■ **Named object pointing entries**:
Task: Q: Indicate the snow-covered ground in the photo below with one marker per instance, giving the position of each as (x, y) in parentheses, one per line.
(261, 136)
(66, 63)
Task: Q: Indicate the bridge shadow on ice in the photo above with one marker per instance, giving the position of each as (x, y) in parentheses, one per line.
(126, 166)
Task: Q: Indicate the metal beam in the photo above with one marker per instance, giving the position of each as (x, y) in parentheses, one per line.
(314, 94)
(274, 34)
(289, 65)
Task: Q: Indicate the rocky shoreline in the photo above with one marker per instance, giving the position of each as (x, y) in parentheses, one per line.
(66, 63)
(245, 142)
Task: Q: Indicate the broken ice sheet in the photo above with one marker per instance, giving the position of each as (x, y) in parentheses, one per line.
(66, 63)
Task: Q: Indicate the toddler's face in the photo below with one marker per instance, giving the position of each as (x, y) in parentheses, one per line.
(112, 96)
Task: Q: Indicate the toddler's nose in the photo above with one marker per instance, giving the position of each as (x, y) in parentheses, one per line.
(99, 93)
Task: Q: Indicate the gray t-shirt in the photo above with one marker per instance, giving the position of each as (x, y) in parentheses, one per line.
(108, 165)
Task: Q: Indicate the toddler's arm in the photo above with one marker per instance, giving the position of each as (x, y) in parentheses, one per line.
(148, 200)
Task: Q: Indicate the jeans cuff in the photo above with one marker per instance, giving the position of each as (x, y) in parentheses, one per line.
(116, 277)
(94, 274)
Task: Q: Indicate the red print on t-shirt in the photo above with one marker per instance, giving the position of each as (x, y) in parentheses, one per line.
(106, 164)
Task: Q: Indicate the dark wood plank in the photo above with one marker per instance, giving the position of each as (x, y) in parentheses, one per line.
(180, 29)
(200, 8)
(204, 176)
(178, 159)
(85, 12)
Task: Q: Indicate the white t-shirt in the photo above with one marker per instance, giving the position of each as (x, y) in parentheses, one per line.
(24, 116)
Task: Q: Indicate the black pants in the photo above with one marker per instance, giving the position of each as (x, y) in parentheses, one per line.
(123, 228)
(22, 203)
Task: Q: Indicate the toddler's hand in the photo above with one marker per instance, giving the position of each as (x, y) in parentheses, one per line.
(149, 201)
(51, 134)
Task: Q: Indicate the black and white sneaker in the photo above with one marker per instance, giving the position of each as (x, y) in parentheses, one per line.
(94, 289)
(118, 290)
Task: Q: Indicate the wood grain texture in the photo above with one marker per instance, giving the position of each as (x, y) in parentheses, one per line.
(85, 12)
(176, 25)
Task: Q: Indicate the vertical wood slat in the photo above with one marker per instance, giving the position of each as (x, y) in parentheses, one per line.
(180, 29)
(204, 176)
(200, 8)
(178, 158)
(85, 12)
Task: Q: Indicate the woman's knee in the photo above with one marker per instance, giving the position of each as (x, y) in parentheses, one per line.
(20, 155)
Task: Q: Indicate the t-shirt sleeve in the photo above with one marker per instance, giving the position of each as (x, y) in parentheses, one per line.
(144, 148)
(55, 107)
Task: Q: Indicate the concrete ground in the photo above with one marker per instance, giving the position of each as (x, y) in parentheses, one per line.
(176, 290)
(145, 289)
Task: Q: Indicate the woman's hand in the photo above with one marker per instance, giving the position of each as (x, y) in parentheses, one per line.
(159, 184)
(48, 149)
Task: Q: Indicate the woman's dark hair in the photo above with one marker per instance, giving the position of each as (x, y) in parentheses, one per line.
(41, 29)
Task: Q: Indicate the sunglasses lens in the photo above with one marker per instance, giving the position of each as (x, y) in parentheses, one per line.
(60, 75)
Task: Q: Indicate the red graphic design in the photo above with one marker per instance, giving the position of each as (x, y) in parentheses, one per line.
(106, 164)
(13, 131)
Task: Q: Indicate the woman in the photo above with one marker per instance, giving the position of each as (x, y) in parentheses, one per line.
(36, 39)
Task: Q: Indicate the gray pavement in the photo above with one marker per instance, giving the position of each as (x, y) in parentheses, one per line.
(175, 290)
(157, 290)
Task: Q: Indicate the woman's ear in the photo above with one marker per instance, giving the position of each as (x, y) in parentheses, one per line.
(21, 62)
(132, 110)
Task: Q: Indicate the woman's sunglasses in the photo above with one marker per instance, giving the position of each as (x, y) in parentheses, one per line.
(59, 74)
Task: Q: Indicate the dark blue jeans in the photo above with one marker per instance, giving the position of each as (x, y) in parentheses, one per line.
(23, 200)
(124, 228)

■ **GIVEN TASK**: Repeat the records above in full, character for character.

■ **SOLVED PROBLEM**:
Task: Q: Indicate the snow-covered ground in the photo below with one marker per instance, giving the position of each as (x, y) in parentheses, one per line.
(261, 136)
(66, 63)
Task: Q: Indicate the bridge shadow on ice in the photo above with one marker per instance, giving the position of each as (x, y) in parentheses, one per line.
(126, 166)
Task: Q: Indicate the metal beam in the photo above with one marker per instance, giving the position of each as (x, y) in parentheses, one per line.
(314, 94)
(274, 34)
(289, 65)
Task: Q: Indicate the rocky shoreline in the photo above with one marker per instance, giving the position of each as (x, y) in parentheses, one per line.
(66, 63)
(245, 142)
Task: Q: Indicate the broken ice sheet in the photo above with one marker per instance, giving the position of each as (x, y) in parentheses, one per line.
(66, 63)
Task: Q: Indicate the toddler's face in the photo below with one marker per instance, giving the position of each as (x, y) in parentheses, one per line.
(112, 96)
Task: Q: Indicate the toddler's nose in the photo above with one marker per instance, giving the position of each as (x, y) in parentheses, one per line.
(99, 93)
Task: Q: Indicate the gray t-shirt in the photo above with one marker per instance, giving the position of each as (x, y) in parentheses, one per line.
(108, 165)
Task: Q: Indicate the toddler's arm in the photo above with one marker per instance, giving the position of each as (x, y) in parentheses, one per line.
(148, 200)
Task: Q: Indicate the jeans cuff in the photo above with one marker per instance, giving the position of each as (x, y) in parentheses, one per line.
(116, 277)
(94, 274)
Task: Q: Indicate the red print on t-shirt in the photo above with one marker per instance, giving the position of each as (x, y) in parentheses, one per line.
(106, 164)
Task: Q: Indicate the dark wood plank in the photo above with one marker per instance, giving the position of each as (x, y) in parentheses, one per line.
(180, 29)
(200, 8)
(204, 176)
(178, 159)
(85, 12)
Task: Q: Indicate the white t-shirt in the photo above with one marker per instance, giving the position of each as (x, y) in parentheses, one per line.
(24, 116)
Task: Q: Indicate the black pants in the photo above with one marker per instance, giving the position of each as (x, y) in parentheses, one per line.
(123, 228)
(22, 203)
Task: Q: Indicate the toddler's hand in the photo above with one marker per instance, giving the position of each as (x, y) in parentheses, one per line.
(149, 201)
(51, 134)
Task: Q: Indicate the black and white sneaker in the photo above with one marker per instance, giving the position of each as (x, y) in parentheses, one per line.
(94, 289)
(118, 290)
Task: Q: Indicate the wood grain texture in the photo above with one marker per instance, giving the position of each as (x, y) in parentheses, one per line.
(85, 12)
(176, 25)
Task: Q: Indicate the vertical wood slat in the photo above with one marker per instance, giving the position of each as (x, y) in parentheses, one per line.
(180, 29)
(204, 176)
(200, 8)
(178, 158)
(85, 12)
Task: Q: Indicate the woman's knee in the photo above with one marker per instance, giving the position of each as (x, y) in parentheses, one per line.
(20, 155)
Task: Q: Indicate the t-shirt sleeve in the photo above with one marker per instance, giving the position of each as (x, y) in parentheses, one per line.
(144, 148)
(55, 107)
Task: Q: Indicate the concrete ground in the photo above with one marker per instance, giving the position of each as (x, y) in parentheses, one per line.
(176, 290)
(145, 289)
Task: Q: Indicate the woman's hand in the photo above with one marker per instance, giving the position of each as (x, y) in parentheses, one per line.
(159, 184)
(48, 149)
Task: Q: Indicate the woman's dark hair in the photo above with one marker per instance, giving the position of each as (x, y) in parentheses, one per line.
(41, 29)
Task: Q: Indicate the sunglasses lens in the photo above with one marker per instance, giving the position of each as (x, y) in parentheses, one per line.
(60, 75)
Task: Q: Indicate the red graphic design in the photo above with one marker per instance, giving the position of each as (x, y) in parentheses, one per line.
(106, 164)
(13, 131)
Task: Q: Indicate the woman in the photo above with one marker per instance, giving the position of each as (x, y) in parentheses, one per line.
(36, 39)
Task: Q: Indicate the gray pavement in the photo above with one marker per instance, giving the position of each as (x, y) in parentheses, one per line.
(175, 290)
(157, 290)
Task: Q: Indicate the woman's ear in the photo above with one marker per instance, giving the position of each as (x, y) in parentheses, one per line.
(21, 62)
(132, 110)
Task: Q: Indicate the woman's sunglasses in the photo above with one marker per instance, giving the position of each as (x, y) in parentheses, one per line.
(59, 74)
Task: Q: Indicate the dark blue jeans in the photo above with one marker per instance, giving the position of each as (x, y) in parentheses, one per line.
(23, 200)
(124, 228)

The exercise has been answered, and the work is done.